◆ Task to complete
The entries are given below. Output each one unchanged.
BEGIN Record excerpts
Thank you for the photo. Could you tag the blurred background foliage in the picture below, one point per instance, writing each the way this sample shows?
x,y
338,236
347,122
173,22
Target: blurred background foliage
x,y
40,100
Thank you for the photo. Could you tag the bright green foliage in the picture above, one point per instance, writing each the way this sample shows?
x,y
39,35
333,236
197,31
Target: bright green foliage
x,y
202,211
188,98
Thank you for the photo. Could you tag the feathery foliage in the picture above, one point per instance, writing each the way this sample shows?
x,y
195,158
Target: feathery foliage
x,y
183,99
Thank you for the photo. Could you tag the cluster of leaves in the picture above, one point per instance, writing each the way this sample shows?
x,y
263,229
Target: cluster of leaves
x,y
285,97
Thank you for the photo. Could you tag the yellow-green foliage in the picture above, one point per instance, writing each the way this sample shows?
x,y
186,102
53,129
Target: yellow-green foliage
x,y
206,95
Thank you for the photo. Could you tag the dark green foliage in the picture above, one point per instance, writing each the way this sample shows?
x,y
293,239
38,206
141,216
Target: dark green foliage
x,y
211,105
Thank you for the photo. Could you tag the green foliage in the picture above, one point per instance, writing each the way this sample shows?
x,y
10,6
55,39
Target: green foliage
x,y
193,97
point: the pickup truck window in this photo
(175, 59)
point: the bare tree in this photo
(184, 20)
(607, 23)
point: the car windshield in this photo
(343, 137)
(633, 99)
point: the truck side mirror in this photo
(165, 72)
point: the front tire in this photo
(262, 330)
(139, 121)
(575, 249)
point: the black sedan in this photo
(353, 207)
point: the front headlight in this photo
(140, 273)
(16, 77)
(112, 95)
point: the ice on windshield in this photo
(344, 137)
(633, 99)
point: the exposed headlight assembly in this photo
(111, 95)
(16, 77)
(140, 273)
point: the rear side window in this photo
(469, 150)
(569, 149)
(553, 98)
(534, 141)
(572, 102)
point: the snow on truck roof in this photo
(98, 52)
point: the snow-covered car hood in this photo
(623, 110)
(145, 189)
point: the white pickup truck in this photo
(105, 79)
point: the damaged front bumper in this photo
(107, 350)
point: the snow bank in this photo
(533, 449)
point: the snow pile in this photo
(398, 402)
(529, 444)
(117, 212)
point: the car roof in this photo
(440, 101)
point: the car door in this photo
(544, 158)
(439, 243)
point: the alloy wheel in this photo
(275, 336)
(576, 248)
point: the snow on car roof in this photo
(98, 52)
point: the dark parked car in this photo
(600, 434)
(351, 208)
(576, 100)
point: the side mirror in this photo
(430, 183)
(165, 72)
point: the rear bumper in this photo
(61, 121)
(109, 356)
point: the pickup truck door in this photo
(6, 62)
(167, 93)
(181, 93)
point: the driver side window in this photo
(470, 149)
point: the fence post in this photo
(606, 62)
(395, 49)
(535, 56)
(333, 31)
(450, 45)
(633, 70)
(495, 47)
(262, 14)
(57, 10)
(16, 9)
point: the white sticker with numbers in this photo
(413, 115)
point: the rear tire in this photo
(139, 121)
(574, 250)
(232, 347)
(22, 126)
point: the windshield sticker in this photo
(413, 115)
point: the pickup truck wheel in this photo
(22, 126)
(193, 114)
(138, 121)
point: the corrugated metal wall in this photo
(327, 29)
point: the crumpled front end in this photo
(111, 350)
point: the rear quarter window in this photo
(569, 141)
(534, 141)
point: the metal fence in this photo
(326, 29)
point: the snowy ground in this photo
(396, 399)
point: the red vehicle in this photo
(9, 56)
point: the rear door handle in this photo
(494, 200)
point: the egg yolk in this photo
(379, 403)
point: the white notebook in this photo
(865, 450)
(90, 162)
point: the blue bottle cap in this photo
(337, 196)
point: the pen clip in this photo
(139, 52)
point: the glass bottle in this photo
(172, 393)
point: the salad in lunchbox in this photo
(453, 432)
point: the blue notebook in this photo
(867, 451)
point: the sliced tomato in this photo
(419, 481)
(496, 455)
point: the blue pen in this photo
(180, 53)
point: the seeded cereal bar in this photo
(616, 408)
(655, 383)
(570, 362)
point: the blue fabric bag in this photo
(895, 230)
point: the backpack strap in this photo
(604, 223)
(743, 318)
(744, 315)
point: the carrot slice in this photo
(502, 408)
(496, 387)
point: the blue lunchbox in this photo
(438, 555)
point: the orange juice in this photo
END Record excerpts
◆ Completed task
Thank you for the photo. Could you tag the blurred background foliage in the picture below, one point per instance, writing each the way this sample shows?
x,y
338,236
347,122
173,22
Target: blurred background foliage
x,y
40,100
Thank you for the photo. Could you tag the bright green foliage in the picture above, one point per instance, writing each the way this sample shows?
x,y
39,35
333,236
197,31
Target: bright green foliage
x,y
202,211
188,98
Thank you for the photo. Could you tag the feathery foliage in the picture above, one point per instance, writing each the way this sample shows?
x,y
195,158
Target: feathery foliage
x,y
183,99
Thank you for the photo. Could you tag the cluster of leaves in the picture above, one point per instance, writing each the way this sample shows?
x,y
263,229
Target: cluster of leaves
x,y
285,97
Thank you for the photo. Could you tag the yellow-green foliage in the picture above, one point per instance, writing each the way this sample shows?
x,y
186,102
53,129
Target: yellow-green foliage
x,y
206,95
Thank you for the photo. Could you tag the dark green foliage in the picture above, one point per instance, writing each the way this sample shows?
x,y
293,239
38,206
141,216
Target: dark green foliage
x,y
211,105
Thank you for the photo. Could you tag the green foliage in the picture above, one point per instance, writing each the way this sample shows?
x,y
10,6
55,39
Target: green foliage
x,y
193,97
point: the pickup truck window in this photo
(175, 59)
point: the bare tree in this photo
(184, 20)
(607, 23)
point: the car windshield in this photo
(343, 137)
(633, 99)
point: the truck side mirror in this photo
(165, 72)
point: the front tire in this photo
(262, 330)
(139, 121)
(575, 249)
point: the black sedan in this photo
(353, 207)
point: the front headlight in this photo
(140, 273)
(16, 77)
(112, 95)
point: the ice on windshield in this photo
(344, 137)
(633, 99)
point: the exposed headlight assembly in this photo
(111, 95)
(16, 77)
(140, 273)
point: the rear side window in this photo
(469, 150)
(569, 149)
(553, 98)
(534, 141)
(572, 102)
point: the snow on truck roof in this photo
(98, 52)
point: the snow-covered car hood in this photo
(623, 110)
(145, 189)
point: the white pickup truck in this photo
(105, 79)
point: the damaged front bumper in this photo
(107, 350)
point: the snow bank in this photo
(533, 449)
point: the snow pile in this photo
(398, 402)
(529, 444)
(117, 212)
point: the car roof in this photo
(440, 101)
point: the car door in this photo
(544, 158)
(439, 243)
point: the alloy wheel in this photo
(275, 336)
(576, 248)
point: the snow on car roof in this photo
(98, 52)
point: the dark parked car in this photo
(600, 434)
(351, 208)
(576, 100)
point: the side mirror in this photo
(430, 183)
(165, 72)
point: the rear bumper in this photo
(61, 121)
(109, 356)
point: the pickup truck door in this photo
(6, 62)
(167, 93)
(181, 93)
point: the driver side window in this photo
(470, 149)
point: the fence post in this photo
(606, 62)
(395, 49)
(535, 56)
(333, 31)
(450, 45)
(633, 70)
(495, 47)
(262, 14)
(57, 10)
(16, 9)
point: the white sticker with numbers in this photo
(413, 115)
point: the rear tire in this photo
(139, 121)
(574, 250)
(232, 347)
(22, 126)
point: the windshield sticker in this photo
(413, 115)
point: the pickup truck wheel in this photo
(22, 126)
(193, 114)
(138, 121)
point: the corrugated metal wall in this photo
(327, 29)
point: the crumpled front end in this photo
(111, 350)
point: the rear quarter window in this photo
(569, 141)
(534, 141)
point: the metal fence in this photo
(326, 29)
point: the snowy ground in this photo
(396, 399)
point: the red vehicle in this photo
(9, 56)
point: the rear door handle in this photo
(494, 200)
point: the egg yolk in this photo
(379, 403)
point: the white notebook in this photo
(865, 450)
(90, 162)
point: the blue bottle cap in this photo
(337, 196)
point: the pen clip in this photo
(139, 52)
point: the glass bottle in this photo
(172, 393)
point: the salad in lunchbox in this photo
(453, 432)
point: the blue notebook in this photo
(867, 451)
point: the sliced tomato in this photo
(419, 481)
(496, 455)
point: the blue pen in this photo
(180, 53)
point: the seeded cereal bar in this photo
(616, 408)
(655, 383)
(570, 362)
point: the blue fabric bag in this photo
(895, 230)
point: the backpack strap in this photo
(604, 223)
(743, 318)
(744, 315)
point: the carrot slice in this photo
(502, 408)
(496, 387)
point: the blue lunchbox in this photo
(438, 555)
point: the orange juice in this photo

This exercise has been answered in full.